TRY IT: Two lines below mark the span: the one containing "Provide the mask for every instance of the wristwatch." and the one containing "Provide the mask for every instance of the boot". Set down both, plus every line between, exactly as they stand, and nothing else.

%%

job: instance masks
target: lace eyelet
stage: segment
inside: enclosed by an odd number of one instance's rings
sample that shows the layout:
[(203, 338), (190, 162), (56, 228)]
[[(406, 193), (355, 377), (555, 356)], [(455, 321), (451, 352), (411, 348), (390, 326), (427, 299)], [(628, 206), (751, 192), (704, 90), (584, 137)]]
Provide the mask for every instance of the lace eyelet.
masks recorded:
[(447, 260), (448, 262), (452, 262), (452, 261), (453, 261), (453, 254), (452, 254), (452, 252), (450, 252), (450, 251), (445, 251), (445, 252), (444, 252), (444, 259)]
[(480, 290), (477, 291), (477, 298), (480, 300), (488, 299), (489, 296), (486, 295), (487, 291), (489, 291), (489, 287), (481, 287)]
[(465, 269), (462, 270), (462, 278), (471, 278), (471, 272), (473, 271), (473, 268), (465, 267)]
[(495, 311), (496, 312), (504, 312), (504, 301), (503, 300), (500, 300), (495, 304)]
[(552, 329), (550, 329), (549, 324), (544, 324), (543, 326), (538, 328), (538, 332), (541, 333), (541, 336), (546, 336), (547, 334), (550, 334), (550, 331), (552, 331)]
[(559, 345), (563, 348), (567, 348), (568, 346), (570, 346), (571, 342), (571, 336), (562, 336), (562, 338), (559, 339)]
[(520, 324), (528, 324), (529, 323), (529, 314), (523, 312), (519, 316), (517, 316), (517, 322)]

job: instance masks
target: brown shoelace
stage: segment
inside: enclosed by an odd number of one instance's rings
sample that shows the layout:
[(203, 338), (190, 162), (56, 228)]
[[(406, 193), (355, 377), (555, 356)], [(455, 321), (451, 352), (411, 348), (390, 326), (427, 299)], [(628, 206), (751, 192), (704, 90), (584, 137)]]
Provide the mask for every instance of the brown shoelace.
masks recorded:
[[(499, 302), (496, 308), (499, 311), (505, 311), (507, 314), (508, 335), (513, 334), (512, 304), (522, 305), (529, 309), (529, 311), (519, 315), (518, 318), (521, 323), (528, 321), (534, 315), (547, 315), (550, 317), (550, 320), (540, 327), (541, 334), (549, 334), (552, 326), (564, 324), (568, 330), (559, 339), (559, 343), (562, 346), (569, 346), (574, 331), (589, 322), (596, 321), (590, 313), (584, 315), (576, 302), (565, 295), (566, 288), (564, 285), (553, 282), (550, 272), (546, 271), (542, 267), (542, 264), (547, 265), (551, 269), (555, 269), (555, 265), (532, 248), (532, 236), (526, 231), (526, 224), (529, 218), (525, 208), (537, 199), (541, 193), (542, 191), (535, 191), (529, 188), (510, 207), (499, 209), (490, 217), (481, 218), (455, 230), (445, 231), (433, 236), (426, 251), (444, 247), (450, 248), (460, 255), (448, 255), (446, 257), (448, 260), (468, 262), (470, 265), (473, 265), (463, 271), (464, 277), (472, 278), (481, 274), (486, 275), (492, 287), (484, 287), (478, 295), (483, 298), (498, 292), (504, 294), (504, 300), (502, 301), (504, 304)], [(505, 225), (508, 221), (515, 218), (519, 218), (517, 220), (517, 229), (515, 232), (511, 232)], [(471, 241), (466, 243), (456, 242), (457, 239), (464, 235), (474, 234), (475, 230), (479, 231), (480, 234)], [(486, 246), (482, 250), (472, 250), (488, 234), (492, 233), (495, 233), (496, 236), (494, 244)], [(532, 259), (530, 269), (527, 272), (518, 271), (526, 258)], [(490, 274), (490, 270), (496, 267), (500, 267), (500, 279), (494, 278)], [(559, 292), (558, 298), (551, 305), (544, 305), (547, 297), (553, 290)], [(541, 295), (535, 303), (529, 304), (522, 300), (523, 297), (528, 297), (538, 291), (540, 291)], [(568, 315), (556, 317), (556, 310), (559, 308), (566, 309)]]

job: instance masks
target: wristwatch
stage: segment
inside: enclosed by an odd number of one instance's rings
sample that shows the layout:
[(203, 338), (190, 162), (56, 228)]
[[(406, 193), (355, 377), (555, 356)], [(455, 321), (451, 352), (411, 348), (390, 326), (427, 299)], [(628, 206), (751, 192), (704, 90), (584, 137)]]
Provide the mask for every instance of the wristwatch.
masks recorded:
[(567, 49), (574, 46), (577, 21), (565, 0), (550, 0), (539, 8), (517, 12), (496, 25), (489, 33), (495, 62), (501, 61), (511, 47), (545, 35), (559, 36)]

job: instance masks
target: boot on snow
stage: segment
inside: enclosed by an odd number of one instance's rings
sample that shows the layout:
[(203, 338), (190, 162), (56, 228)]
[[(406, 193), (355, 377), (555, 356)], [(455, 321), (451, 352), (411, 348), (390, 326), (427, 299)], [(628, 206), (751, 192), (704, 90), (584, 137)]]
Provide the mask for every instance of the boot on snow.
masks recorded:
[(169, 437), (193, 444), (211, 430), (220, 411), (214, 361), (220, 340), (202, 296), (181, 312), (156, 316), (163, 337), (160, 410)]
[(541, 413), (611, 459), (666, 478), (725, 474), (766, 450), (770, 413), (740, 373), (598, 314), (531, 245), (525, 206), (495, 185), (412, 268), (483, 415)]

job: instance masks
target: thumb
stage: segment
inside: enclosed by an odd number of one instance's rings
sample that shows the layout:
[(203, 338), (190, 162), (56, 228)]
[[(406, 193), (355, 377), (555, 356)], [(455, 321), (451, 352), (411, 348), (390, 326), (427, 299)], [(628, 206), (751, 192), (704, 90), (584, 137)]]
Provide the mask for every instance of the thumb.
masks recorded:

%%

TASK OUTPUT:
Provide the mask for every instance of the wristwatch.
masks recorded:
[(567, 49), (574, 46), (577, 21), (565, 0), (550, 0), (539, 8), (517, 12), (496, 25), (489, 33), (495, 62), (501, 61), (511, 47), (545, 35), (559, 36)]

job: instance masks
target: boot on snow
stage: segment
inside: enclosed by an odd number of one instance's rings
sample that shows the layout:
[(203, 338), (190, 162), (56, 228)]
[[(406, 193), (355, 377), (555, 356)], [(455, 321), (451, 352), (411, 348), (390, 326), (427, 299)], [(628, 206), (751, 192), (704, 90), (584, 137)]]
Provide the mask for every instance of the boot on snow.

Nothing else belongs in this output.